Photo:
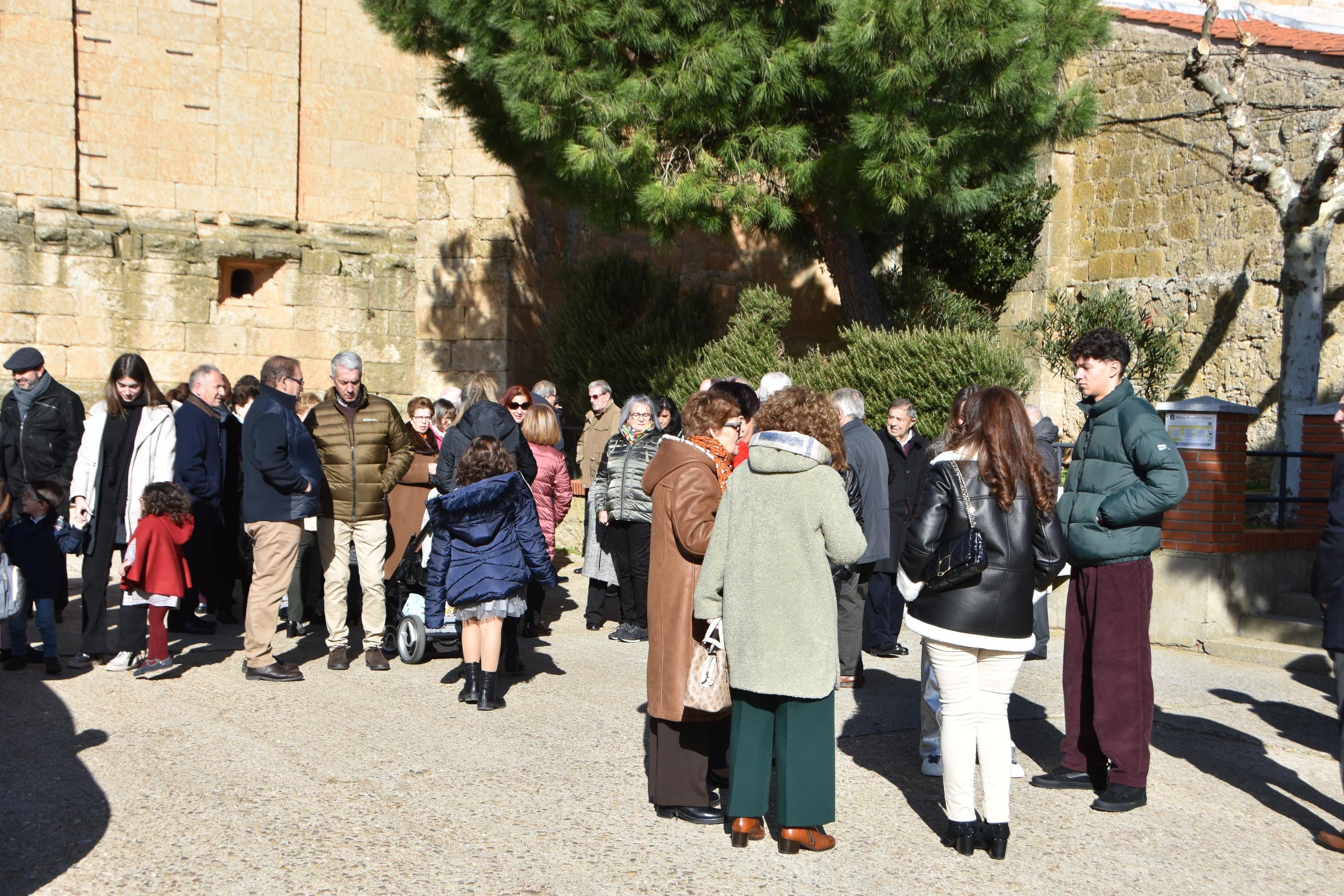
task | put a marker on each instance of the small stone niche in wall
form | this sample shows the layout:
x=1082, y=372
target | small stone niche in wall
x=248, y=281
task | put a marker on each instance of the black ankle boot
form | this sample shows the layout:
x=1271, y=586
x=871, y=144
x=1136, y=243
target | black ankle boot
x=994, y=837
x=961, y=836
x=491, y=698
x=471, y=683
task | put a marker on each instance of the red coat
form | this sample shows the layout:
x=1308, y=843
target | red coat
x=159, y=566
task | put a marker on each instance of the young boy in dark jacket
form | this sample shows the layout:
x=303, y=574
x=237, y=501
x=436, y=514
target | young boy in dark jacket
x=37, y=543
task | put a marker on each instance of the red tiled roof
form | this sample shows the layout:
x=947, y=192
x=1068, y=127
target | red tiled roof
x=1266, y=33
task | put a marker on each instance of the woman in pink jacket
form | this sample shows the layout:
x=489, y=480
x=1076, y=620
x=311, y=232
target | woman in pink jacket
x=553, y=493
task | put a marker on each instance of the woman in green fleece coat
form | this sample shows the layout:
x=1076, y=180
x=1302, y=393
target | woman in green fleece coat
x=767, y=573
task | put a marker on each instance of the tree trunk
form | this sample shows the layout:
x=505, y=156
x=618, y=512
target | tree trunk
x=850, y=271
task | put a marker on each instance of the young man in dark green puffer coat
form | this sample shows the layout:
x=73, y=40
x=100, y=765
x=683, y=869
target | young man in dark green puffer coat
x=1124, y=476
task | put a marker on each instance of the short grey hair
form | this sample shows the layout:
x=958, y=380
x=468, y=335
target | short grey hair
x=629, y=406
x=201, y=373
x=904, y=405
x=349, y=362
x=772, y=383
x=850, y=402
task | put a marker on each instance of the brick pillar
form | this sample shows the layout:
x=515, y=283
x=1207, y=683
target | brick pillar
x=1213, y=516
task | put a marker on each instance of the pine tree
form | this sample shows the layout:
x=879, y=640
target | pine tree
x=816, y=117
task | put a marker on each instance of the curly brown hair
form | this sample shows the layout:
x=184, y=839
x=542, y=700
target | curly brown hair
x=801, y=410
x=166, y=499
x=483, y=458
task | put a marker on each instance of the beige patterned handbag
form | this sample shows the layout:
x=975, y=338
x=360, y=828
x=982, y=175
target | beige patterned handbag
x=707, y=683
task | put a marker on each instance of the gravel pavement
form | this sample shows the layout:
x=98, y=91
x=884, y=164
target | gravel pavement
x=361, y=782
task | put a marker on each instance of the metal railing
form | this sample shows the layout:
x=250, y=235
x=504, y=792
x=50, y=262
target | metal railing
x=1279, y=496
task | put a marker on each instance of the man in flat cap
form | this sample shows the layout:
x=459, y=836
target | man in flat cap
x=41, y=425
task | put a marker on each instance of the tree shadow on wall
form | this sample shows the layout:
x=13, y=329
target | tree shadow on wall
x=56, y=812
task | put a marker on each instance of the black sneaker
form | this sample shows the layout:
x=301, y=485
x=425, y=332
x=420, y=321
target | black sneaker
x=1121, y=798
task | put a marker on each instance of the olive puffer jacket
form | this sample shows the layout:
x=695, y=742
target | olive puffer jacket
x=616, y=488
x=1124, y=476
x=362, y=462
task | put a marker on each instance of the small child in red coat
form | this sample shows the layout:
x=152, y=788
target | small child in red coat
x=155, y=571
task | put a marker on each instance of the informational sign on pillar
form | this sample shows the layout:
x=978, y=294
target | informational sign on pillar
x=1193, y=432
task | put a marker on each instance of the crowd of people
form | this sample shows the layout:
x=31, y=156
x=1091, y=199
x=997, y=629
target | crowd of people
x=694, y=517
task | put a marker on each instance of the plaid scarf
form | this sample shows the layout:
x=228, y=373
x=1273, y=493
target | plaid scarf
x=719, y=454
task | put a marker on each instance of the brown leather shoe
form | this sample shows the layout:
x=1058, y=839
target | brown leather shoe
x=1331, y=840
x=745, y=829
x=814, y=839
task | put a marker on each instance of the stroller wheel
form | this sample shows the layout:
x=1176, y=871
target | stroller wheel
x=410, y=640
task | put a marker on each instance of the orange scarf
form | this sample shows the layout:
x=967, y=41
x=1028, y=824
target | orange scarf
x=722, y=460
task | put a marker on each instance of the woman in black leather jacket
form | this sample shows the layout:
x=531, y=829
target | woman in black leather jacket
x=978, y=630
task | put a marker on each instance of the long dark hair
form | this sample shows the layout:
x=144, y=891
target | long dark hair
x=999, y=435
x=134, y=367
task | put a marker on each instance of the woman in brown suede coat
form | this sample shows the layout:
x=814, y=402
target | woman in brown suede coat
x=686, y=480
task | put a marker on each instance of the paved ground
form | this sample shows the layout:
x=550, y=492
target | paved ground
x=357, y=782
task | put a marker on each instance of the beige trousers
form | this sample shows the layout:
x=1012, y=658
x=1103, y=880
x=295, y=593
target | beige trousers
x=275, y=552
x=370, y=538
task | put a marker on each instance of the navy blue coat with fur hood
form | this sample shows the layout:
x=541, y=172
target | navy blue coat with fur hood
x=487, y=546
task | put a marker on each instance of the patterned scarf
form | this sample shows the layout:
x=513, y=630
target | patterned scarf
x=719, y=454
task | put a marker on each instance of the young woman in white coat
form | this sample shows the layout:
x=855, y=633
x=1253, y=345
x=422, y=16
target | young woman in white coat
x=129, y=441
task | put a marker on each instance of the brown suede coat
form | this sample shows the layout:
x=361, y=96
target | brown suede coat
x=686, y=496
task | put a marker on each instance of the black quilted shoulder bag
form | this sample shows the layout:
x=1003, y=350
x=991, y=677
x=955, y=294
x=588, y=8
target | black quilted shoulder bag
x=963, y=555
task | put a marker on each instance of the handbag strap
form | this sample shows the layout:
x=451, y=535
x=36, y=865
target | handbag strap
x=963, y=492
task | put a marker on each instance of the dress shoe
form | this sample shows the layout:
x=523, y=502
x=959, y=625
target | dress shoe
x=1064, y=778
x=275, y=672
x=694, y=814
x=491, y=698
x=814, y=839
x=1121, y=798
x=194, y=626
x=745, y=829
x=471, y=691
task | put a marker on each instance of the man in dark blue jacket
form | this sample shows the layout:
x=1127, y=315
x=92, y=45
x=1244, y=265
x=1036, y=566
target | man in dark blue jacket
x=281, y=484
x=199, y=466
x=1328, y=589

**Given exercise**
Can you retype, word for word, the part of the material that opens with the line containing "the young boy in dark jacket" and closes with the line containing "x=707, y=683", including both of those lines?

**Task output**
task | put a marker on each instance of the young boy in dark jacket
form | this sample shows the layout:
x=303, y=574
x=237, y=501
x=436, y=514
target | young boy in dark jacket
x=37, y=543
task | put a marker on each instance of the red tiled roof
form | this sample shows the layout:
x=947, y=192
x=1068, y=127
target | red tiled roof
x=1266, y=33
task | put a marker on each instance of the woman in pink jacket
form | this sample shows the layout:
x=489, y=480
x=1076, y=620
x=311, y=232
target | woman in pink jacket
x=553, y=493
task | put a marker on each instance of the woman in green fleece coat
form | this sample shows the layout:
x=1076, y=180
x=1302, y=393
target | woman in green fleece coat
x=767, y=573
task | put a marker on each instance of the tree trunk
form | this sample shows the layout:
x=505, y=156
x=618, y=512
target | tree trunk
x=850, y=271
task | put a marker on each instance of the young man in dark green puffer coat
form | this sample shows the layout:
x=73, y=40
x=100, y=765
x=683, y=869
target | young man in dark green puffer coat
x=1124, y=476
task | put a marker on each instance of the short grey hair
form | this sample shows the layout:
x=958, y=380
x=468, y=335
target | short grey hair
x=629, y=406
x=201, y=373
x=904, y=405
x=349, y=362
x=772, y=383
x=850, y=402
task | put a marker on each instance of the brick pillar
form | this sample shows the layout:
x=515, y=283
x=1207, y=683
target | brick pillar
x=1213, y=516
task | put a marker on each instance of the pine tree
form | this sample shows the layout:
x=879, y=640
target | pine tree
x=816, y=117
task | put a marker on each instance of the curly brown hair
form | this sample shows the layout:
x=184, y=839
x=542, y=700
target | curly brown hair
x=801, y=410
x=166, y=499
x=483, y=458
task | put a marker on each instance of the beige patterned handbag
form | this sample shows the layout:
x=975, y=338
x=360, y=828
x=982, y=175
target | beige patterned handbag
x=707, y=683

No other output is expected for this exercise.